→ What the task requires:
Print the range of lines that opens with the line containing "Question. For every instance of the debris" and closes with the last line of the listing. Include both ends; print nothing more.

→ Exercise materials:
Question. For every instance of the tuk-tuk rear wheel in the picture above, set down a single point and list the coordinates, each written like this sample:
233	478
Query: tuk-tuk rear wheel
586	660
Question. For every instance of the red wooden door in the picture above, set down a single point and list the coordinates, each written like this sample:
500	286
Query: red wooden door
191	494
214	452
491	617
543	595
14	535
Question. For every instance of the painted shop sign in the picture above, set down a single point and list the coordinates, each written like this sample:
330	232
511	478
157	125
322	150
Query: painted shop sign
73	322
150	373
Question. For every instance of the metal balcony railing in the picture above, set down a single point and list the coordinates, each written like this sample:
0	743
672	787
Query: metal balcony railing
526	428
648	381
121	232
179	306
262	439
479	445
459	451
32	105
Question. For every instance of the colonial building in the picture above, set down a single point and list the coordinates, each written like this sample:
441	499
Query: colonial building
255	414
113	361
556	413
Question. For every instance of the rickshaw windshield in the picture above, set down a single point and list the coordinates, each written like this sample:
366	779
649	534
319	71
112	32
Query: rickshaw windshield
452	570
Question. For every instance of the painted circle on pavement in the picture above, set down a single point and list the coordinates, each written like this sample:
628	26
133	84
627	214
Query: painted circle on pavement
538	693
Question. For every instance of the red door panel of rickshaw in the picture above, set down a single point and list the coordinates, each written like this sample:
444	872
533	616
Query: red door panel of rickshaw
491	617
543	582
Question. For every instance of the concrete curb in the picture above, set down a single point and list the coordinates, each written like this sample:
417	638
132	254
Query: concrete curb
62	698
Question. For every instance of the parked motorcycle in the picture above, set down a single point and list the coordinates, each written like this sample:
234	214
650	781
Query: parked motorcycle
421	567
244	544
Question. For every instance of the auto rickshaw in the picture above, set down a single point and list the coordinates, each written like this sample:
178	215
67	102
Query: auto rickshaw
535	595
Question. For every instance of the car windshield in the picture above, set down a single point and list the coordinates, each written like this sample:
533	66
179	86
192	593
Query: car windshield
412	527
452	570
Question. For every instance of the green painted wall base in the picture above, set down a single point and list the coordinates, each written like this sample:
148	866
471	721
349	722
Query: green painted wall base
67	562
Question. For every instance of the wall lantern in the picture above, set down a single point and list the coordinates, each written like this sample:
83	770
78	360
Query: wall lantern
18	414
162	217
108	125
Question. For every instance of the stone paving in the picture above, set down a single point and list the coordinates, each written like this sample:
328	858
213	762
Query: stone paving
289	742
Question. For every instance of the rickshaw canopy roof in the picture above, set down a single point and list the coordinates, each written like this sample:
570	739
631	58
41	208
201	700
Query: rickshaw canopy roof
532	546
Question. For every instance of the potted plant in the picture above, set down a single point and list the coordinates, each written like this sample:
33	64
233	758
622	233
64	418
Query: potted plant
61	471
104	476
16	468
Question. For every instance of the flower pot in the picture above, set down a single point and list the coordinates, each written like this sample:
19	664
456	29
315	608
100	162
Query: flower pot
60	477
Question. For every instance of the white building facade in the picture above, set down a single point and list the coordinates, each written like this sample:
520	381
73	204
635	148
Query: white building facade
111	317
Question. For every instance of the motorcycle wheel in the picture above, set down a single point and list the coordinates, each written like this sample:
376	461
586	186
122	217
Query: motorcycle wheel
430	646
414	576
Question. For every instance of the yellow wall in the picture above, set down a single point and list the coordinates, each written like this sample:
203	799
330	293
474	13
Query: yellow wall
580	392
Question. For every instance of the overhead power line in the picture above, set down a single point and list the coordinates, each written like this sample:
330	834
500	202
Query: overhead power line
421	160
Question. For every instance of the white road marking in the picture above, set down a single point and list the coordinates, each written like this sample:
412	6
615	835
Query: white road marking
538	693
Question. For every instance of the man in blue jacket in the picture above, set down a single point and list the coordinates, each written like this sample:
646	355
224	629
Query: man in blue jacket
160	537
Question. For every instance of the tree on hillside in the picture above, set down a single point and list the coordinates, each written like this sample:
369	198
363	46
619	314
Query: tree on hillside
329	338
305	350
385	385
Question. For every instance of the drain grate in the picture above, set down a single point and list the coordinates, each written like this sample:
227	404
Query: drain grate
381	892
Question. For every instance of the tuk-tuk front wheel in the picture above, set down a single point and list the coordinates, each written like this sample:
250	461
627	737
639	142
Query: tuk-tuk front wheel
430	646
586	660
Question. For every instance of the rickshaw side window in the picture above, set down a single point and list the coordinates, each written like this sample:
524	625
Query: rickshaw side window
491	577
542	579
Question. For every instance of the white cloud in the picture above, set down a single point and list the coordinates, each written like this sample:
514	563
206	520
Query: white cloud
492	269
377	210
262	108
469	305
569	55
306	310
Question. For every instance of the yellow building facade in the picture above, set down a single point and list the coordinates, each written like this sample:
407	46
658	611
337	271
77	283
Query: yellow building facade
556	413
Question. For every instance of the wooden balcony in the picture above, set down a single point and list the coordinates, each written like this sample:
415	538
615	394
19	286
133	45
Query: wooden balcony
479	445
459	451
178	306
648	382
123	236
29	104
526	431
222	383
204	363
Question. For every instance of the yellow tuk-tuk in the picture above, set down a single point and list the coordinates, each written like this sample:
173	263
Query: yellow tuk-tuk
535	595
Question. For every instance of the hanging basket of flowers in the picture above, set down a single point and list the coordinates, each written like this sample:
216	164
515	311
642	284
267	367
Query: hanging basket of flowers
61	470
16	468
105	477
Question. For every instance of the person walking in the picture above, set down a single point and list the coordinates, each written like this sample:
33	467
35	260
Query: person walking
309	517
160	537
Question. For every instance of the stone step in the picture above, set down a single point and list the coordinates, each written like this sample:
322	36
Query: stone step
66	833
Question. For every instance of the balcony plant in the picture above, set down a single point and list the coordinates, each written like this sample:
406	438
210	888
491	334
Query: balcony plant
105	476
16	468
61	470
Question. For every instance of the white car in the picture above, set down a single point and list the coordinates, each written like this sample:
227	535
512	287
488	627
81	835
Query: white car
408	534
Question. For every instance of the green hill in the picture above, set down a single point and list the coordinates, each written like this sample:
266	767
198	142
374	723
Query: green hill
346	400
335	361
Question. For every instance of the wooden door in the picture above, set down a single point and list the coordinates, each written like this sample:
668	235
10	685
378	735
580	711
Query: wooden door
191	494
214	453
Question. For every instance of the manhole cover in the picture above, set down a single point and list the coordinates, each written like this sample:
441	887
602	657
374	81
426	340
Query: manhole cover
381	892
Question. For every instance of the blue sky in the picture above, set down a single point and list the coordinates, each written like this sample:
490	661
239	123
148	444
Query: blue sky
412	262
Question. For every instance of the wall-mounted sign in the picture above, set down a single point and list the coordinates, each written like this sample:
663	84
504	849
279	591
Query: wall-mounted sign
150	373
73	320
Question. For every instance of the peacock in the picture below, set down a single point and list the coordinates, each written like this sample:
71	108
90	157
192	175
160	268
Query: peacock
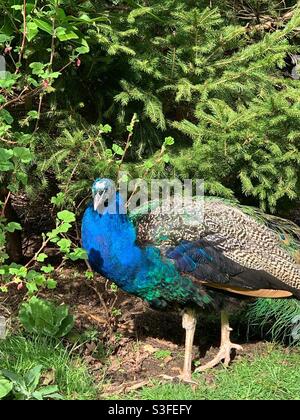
174	261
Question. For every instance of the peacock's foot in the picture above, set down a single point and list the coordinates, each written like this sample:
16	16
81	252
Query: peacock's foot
224	354
187	379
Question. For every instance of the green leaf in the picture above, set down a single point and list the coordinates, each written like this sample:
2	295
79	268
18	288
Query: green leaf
31	31
51	284
12	227
41	317
41	257
32	377
169	141
5	156
34	115
66	216
44	26
105	128
47	269
58	200
37	68
64	34
64	245
4	38
84	49
117	150
5	387
6	116
23	154
78	254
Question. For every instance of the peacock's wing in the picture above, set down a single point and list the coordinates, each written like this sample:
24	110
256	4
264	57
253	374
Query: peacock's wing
226	245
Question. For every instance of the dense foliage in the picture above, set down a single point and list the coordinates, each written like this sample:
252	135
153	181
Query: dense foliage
91	88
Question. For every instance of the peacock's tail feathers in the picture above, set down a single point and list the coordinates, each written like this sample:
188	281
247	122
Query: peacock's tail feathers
279	318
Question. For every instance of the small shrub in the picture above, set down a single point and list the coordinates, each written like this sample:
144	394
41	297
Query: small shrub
41	317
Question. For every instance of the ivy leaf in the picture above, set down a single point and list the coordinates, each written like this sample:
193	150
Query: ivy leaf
84	49
64	245
66	216
6	387
58	200
47	269
37	68
5	156
105	128
41	257
117	150
44	26
65	35
31	31
51	284
6	116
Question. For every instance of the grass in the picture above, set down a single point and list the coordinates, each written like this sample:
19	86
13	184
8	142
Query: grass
271	376
20	354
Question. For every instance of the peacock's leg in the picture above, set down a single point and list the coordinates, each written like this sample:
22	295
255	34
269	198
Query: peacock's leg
189	322
226	345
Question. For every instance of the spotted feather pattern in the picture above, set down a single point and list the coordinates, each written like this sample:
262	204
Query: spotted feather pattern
240	237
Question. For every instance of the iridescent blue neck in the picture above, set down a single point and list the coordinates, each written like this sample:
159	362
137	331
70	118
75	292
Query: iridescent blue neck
110	240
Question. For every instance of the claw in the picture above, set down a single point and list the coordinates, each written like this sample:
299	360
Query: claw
224	354
179	378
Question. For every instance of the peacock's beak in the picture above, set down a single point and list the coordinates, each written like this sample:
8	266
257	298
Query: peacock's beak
98	199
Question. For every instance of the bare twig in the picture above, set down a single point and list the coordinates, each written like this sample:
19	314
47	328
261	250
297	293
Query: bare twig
24	34
5	204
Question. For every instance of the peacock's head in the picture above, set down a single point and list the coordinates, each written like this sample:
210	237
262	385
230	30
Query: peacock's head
103	191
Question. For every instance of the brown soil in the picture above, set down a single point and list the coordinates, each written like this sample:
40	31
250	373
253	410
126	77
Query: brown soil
127	343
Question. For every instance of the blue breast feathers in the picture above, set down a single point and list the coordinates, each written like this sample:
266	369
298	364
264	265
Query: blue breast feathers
110	241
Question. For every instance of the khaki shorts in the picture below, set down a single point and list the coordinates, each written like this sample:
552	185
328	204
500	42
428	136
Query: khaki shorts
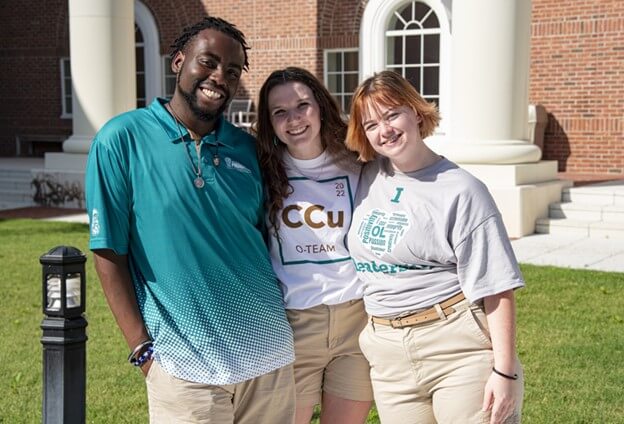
327	355
435	371
267	399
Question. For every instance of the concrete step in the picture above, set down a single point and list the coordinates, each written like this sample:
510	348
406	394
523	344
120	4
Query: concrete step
15	173
587	212
587	228
597	194
12	183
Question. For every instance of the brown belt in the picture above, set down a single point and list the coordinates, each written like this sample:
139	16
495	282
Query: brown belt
430	314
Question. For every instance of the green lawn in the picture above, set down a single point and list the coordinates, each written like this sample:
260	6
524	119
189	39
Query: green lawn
570	339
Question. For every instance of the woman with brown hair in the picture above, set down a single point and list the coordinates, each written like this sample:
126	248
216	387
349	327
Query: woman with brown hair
311	179
439	273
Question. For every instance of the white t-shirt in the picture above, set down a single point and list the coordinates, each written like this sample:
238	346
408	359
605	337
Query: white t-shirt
310	258
421	237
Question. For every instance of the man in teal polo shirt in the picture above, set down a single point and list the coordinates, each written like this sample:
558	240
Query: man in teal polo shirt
175	204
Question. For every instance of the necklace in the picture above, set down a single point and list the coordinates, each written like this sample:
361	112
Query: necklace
198	182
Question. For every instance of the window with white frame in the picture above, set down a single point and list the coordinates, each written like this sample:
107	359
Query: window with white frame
169	78
66	89
139	52
413	47
341	75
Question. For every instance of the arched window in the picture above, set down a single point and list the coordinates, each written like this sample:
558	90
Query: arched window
413	38
413	47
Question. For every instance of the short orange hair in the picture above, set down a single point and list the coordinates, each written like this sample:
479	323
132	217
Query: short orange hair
392	90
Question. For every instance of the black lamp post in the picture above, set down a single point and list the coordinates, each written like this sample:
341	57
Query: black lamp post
64	337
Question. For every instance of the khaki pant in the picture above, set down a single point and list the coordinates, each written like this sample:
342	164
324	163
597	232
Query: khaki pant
433	372
268	399
327	354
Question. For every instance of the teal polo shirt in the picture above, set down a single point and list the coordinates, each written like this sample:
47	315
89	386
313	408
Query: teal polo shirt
198	261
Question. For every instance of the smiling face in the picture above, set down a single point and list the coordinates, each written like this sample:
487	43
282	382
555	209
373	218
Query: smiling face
392	131
208	73
296	119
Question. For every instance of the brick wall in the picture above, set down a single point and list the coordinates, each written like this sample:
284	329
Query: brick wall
577	63
577	73
33	41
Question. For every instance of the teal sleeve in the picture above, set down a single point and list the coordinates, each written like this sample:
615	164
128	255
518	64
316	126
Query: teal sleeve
107	196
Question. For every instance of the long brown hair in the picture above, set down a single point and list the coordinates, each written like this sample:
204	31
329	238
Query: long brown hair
271	150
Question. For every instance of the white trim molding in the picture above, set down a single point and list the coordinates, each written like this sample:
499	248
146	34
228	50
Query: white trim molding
153	68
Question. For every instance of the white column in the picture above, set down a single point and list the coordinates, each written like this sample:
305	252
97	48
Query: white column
102	65
489	80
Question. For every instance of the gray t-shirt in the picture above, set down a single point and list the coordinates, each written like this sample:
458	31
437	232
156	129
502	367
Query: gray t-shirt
421	237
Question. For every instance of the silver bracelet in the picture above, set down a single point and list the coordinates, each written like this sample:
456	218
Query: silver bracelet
136	350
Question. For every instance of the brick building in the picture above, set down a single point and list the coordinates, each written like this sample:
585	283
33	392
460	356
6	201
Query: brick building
576	67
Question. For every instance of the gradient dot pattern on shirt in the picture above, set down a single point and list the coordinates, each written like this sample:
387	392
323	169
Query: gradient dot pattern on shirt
217	325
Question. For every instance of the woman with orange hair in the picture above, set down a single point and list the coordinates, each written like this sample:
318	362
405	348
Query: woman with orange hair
438	269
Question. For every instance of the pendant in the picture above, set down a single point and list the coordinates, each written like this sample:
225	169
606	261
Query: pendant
199	182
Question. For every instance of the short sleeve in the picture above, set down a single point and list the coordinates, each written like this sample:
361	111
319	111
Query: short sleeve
107	198
486	264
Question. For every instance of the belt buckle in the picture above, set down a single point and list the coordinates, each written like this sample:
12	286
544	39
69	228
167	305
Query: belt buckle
396	323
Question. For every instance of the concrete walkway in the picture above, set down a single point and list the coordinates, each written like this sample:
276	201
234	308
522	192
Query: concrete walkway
579	252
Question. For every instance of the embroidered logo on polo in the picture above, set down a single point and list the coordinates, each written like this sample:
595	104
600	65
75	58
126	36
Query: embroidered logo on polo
95	223
232	164
314	222
380	230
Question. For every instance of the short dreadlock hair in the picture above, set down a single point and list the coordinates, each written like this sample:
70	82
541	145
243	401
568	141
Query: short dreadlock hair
210	22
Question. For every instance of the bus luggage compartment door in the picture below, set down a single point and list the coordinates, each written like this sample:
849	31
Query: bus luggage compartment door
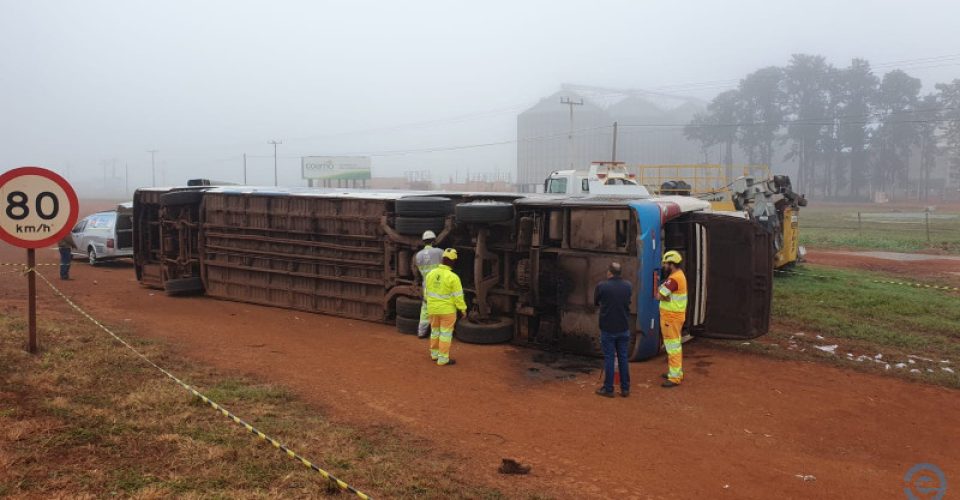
739	278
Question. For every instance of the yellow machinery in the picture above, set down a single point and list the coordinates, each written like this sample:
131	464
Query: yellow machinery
766	198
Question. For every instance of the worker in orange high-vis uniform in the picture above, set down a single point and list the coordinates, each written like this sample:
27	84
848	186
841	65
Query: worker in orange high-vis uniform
445	304
673	312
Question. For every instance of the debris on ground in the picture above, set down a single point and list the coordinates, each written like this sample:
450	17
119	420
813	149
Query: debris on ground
511	466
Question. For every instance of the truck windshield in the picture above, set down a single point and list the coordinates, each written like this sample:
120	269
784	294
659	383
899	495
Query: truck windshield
557	186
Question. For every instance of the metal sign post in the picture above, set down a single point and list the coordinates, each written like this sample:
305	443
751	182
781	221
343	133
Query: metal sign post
31	301
37	209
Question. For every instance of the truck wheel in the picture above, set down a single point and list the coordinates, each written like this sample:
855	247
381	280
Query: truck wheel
495	332
176	198
408	307
183	286
417	225
424	206
407	326
484	211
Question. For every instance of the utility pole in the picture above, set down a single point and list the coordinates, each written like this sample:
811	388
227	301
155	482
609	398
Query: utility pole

→ Task response:
Question. For every instance of the debris on ground in the picture above, set down a single point and list the coordinates, each written like this sample:
450	17
119	420
813	149
Query: debris on ground
511	466
Question. For every instance of the truck windshield in the picture above, set down a single point and list the coordinates, each written like this sample:
120	269
784	294
659	383
899	495
Query: truck windshield
557	186
Question. For every instance of the metal sign post in the picture above, set down a single point and list the coordinates, each written like this sample:
305	443
751	182
781	221
343	133
Query: metal sign post
31	301
37	209
Question. For every instance of the truck wheel in the picture above, set down a single point and list the coordinates, each written like this sample:
855	247
381	280
Query: truck wheel
495	332
176	198
408	307
183	286
417	225
424	206
407	326
484	211
Question. For every instance of the utility pole in the picture above, set down a single point and list the coordinates, each written like this sample:
811	388
227	301
155	482
609	398
Query: utility pole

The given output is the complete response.